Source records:
-=-=-

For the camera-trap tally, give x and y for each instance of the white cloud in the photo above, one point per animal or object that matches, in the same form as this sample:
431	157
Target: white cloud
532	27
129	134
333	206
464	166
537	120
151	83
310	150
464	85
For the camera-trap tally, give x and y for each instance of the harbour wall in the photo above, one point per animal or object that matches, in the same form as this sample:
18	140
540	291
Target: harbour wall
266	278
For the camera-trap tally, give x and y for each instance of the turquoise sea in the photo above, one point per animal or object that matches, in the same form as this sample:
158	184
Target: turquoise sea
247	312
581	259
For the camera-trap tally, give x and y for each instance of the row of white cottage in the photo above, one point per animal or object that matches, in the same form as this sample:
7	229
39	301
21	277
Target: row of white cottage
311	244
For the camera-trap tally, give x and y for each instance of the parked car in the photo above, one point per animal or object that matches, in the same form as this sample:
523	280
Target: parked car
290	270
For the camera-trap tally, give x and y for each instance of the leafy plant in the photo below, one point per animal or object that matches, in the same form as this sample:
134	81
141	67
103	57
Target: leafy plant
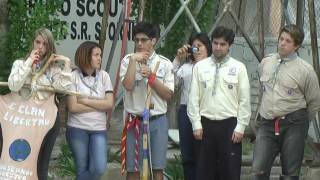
174	169
66	165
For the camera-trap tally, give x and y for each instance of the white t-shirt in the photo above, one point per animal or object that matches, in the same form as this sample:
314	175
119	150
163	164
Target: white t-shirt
96	85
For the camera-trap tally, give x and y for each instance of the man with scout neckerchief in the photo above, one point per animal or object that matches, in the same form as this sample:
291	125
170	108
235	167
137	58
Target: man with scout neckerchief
219	109
290	94
136	74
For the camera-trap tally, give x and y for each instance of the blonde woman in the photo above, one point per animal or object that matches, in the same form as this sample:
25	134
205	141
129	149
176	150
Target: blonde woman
87	122
42	50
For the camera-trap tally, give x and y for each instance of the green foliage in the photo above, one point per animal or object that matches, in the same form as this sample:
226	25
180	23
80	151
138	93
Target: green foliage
23	19
66	163
162	12
174	169
114	156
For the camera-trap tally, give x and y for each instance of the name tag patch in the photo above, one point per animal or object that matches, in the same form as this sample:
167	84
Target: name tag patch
232	71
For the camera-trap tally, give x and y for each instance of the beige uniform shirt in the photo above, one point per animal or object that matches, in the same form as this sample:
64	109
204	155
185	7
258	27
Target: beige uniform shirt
54	77
293	87
219	95
134	101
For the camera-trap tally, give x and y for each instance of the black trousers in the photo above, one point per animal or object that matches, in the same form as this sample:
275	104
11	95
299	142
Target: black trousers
219	157
46	150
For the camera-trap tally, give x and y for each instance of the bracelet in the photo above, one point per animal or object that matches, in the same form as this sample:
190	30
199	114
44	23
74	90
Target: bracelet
152	79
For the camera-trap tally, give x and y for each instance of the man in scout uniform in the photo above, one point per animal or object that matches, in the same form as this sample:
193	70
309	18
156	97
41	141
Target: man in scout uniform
290	93
219	109
136	74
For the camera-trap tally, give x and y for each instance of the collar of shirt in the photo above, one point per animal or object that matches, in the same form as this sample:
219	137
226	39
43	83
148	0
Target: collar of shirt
151	58
222	62
84	74
290	57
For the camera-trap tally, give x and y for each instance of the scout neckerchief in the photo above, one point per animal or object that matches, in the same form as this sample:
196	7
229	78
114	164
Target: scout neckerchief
290	57
216	75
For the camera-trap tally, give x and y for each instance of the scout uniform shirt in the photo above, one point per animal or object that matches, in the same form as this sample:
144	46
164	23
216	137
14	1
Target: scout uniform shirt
219	91
134	101
288	84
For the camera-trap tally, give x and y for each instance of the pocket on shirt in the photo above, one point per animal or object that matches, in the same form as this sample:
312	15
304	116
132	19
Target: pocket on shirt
266	81
289	88
205	79
231	82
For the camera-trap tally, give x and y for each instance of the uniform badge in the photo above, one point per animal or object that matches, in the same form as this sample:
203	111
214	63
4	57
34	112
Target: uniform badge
232	71
19	150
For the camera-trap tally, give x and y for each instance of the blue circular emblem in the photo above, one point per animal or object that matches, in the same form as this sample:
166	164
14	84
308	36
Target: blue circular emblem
19	150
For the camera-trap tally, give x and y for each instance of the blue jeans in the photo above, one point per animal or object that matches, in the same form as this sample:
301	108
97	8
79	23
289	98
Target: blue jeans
189	146
89	149
290	145
158	144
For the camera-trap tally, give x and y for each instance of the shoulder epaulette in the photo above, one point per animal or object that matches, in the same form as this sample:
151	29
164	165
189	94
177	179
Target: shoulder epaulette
162	57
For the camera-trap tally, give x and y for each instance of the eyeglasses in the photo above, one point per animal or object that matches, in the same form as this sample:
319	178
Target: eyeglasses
142	40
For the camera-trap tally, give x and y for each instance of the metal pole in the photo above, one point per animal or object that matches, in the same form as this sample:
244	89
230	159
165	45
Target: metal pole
245	35
300	13
193	21
224	11
141	10
102	38
261	28
115	40
313	32
172	22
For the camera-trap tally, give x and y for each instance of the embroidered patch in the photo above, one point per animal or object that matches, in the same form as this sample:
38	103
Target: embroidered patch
19	150
204	84
232	71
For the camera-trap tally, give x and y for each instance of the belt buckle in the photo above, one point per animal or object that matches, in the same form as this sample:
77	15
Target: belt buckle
132	116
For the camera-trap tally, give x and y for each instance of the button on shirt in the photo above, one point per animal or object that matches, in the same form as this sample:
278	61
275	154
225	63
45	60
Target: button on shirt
183	79
134	101
219	96
96	85
288	84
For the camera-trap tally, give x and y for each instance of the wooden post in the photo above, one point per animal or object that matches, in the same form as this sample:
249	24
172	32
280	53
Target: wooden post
104	25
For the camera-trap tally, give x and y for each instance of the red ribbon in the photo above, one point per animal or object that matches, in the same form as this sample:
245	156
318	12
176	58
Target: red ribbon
277	126
131	121
152	79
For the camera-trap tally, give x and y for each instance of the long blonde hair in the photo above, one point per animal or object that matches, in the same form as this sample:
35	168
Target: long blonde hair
49	40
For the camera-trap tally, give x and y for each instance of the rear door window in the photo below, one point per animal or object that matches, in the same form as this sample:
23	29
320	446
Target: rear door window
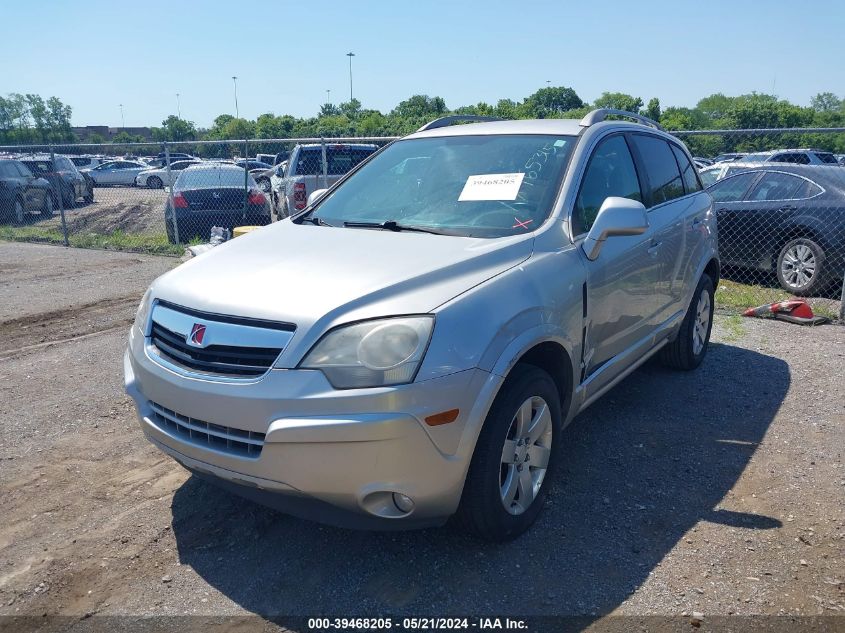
732	189
688	173
777	186
611	172
662	171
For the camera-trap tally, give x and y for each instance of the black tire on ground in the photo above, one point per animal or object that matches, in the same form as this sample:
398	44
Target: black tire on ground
482	509
801	267
18	211
47	209
689	348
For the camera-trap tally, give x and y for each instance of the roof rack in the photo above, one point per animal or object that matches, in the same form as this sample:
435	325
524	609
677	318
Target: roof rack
599	115
455	118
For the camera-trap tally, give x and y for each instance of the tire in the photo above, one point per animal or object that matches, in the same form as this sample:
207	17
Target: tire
503	495
801	267
690	346
18	212
47	209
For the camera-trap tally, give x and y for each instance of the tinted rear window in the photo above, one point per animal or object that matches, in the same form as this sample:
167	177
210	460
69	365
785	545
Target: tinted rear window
661	168
826	157
211	178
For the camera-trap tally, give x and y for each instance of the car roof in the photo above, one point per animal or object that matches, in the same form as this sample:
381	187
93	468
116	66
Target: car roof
829	175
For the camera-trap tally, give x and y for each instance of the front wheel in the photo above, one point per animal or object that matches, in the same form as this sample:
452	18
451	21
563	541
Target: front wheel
688	349
507	480
47	209
801	263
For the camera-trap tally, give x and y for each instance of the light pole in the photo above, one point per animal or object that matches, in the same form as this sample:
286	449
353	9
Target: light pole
350	55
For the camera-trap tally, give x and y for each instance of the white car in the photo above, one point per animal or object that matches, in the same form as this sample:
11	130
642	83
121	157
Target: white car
157	178
118	172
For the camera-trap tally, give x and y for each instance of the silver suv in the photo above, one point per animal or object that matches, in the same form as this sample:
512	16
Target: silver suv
411	345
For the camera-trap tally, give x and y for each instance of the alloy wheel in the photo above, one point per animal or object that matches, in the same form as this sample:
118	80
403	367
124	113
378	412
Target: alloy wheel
525	455
798	266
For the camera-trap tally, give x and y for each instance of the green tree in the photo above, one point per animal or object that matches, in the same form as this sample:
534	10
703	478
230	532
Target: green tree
175	129
652	110
618	101
827	102
552	102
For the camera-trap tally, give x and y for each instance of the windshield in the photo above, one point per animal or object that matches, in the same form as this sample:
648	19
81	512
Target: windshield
213	178
479	186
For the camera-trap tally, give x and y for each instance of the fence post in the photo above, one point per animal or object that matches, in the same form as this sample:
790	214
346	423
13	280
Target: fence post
61	196
246	178
842	300
325	164
170	192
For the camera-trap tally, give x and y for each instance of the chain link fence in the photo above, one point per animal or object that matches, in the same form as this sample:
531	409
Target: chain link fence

-=-=-

WHAT YOU HAVE TO DO
Write out exactly the lines from the line holding "of the light" through the last line of the data, and nothing besides those lines.

SOLUTION
For the camera-trap tally, give x and y for each instance of the light pole in the photo above, one point per animal or object that matches, in the same form as this sample:
286	449
353	9
Target: light pole
350	55
For the camera-trap tally, give x and y for each instance of the white car in the photo above, one point per animal or object that matches, in the same form as this sample:
11	130
642	83
121	157
Target: white car
157	178
118	172
For the camera-trap tally, give x and y for each instance of the silver suv in the photo above, one point per animal or object that matches, in the same form as this sample:
512	16
Target: silver suv
411	345
For the camera-trap tally, give x and y for each instance of the alloy wheel in the photo above, one point per animal or object that matches, in the same form as this sample:
118	80
403	367
124	113
378	412
Target: alloy wheel
525	455
798	266
For the camera-trap tally, give x and y for each instance of the green tree in the photo above, one point per animal or object that matches, in the same form as this sample:
534	10
703	478
230	532
Target: green tree
175	129
652	110
618	101
827	102
552	102
For the camera-trap tally, give x and y for each instance of the windshield in the photo above, one point per animal or object that matches, in the same form as this sample:
648	19
81	512
Target: windshield
213	178
479	186
For the camera-trap tally, give x and y for each instance of the fence post in the photo above, one point per animal or object that matches, in the same form as this sample:
790	214
346	423
13	280
Target: fence post
61	196
246	178
842	300
325	164
170	192
For the camera-trap tally, give x and y for each instance of the chain link fence in the photo above, one point per animal or object that matches, in the same form as this sample:
531	409
Target: chain link fence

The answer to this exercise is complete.